DOCUMENT EXTRACT
——
7 Big Retirement Mistakes You’ll Live To Regret

For many workers, retirement is the ultimate goal: the day you get to leave work, return home, and never look back. Retirement, however, is not always what is expected of it, and many people live to regret the decisions they make before leaving their jobs. As retirement approaches, several questions must be considered. How effectively have you prepared yourself? How much money will you really need? What about the sources of income that make up your nest egg, like your 401(k) and IRA? Do you know when to claim Social Security benefits? Retirement can be a complicated process, but we believe it doesn’t have to be. To help, we’ve compiled a list of some of the most common retirement mistakes. Take a look and see if any of these sound familiar:

Putting Off Saving for Retirement

Retirement entails saying goodbye to employment and all of its associated salaries, bonuses, and benefits. As a result, many retirees realize years later that they should have saved more. This is frequently the result of them starting the process of saving too late. Many people wait until their 40s or 50s to start saving. This is a retirement mistake that many people are only now realizing; more than 25%* of retirees who haven’t saved enough blame a lack of proper strategizing.

Ignoring Inflation

It’s understandable that many retirees might overlook inflation when developing a retirement strategy. After all, for a while, the country experienced almost no inflation for nearly ten years. However, as prices rise, more people regret not paying closer attention to how rising costs may affect their retirement years.

Over half of retirees* express concern about inflation and its potential impact on their retirement. In fact, annuity sales have reached all-time highs in recent years, which may be due in part to inflation concerns. An annuity is a financial product that can provide you with guaranteed lifelong income (backed by the claims-paying ability of the carrier), either in the form of a series of payments or a single lump sum. One advantage of an annuity is the ability to offset inflation through an optional feature known as an income rider. Interested in these products? Contact us for more information.

Falling For Elder Fraud Scams

The keys to a successful retirement are hard work, and careful strategizing started years in advance. There are no shortcuts. Still, get-rich-quick schemes and other scams cost Americans hundreds of millions of dollars* each year, especially those targeted at retirees. Have you ever received an offer that seems “too good to be true”? They frequently come with requests for sensitive financial information, such as Social Security numbers, bank account numbers, and credit card numbers. You may also be told you need to wire money or pay a fee before receiving a reward of some kind. And, very importantly, avoid anyone who discourages you from seeking advice from an impartial party, or who puts pressure on you to make a decision right away.

How would you handle suspicions of fraud? The FTC recommends searching for the company or product name on Google or another search engine, along with the terms “review,” “complaint,” “scam,” etc. Or, to find out if they have received any complaints before, contact the state attorney general or the local consumer protection office. Also, remember to file a complaint with the FTC.

Taking Social Security Payments Too Early

The Social Security Administration allows people to start receiving retirement benefits as early as age 62, despite the fact that the majority of workers’ current full retirement age is between 66 and 67. However, if you can afford to wait, you may want to. Many seniors regret taking their Social Security benefits too early. There is a cost to doing this; your monthly payments could be reduced by up to 30%.* That is a permanent reduction in benefits, which many employees will undoubtedly find surprising. Despite what you may have assumed, your benefits will not increase automatically once you reach full retirement age.
——
SOURCE MATERIAL
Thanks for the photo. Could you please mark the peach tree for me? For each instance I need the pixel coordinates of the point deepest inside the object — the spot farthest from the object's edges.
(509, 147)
——
PROBLEMS AND TASKS
1 > Write out the stretch of the retirement article from "Putting Off Saving" through "their retirement years.".
2 > Answer these questions from the retirement article:
(a) At what earliest age does the Social Security Administration allow people to start receiving retirement benefits?
(b) What optional annuity feature does the article name as a way to offset inflation?
(c) What does the FTC recommend searching for along with the company or product name when fraud is suspected?

EXPECTED RESULTS
1 >
Putting Off Saving for Retirement

Retirement entails saying goodbye to employment and all of its associated salaries, bonuses, and benefits. As a result, many retirees realize years later that they should have saved more. This is frequently the result of them starting the process of saving too late. Many people wait until their 40s or 50s to start saving. This is a retirement mistake that many people are only now realizing; more than 25%* of retirees who haven’t saved enough blame a lack of proper strategizing.

Ignoring Inflation

It’s understandable that many retirees might overlook inflation when developing a retirement strategy. After all, for a while, the country experienced almost no inflation for nearly ten years. However, as prices rise, more people regret not paying closer attention to how rising costs may affect their retirement years.

2 >
(a) Age 62.
(b) An income rider.
(c) Terms such as "review," "complaint," and "scam."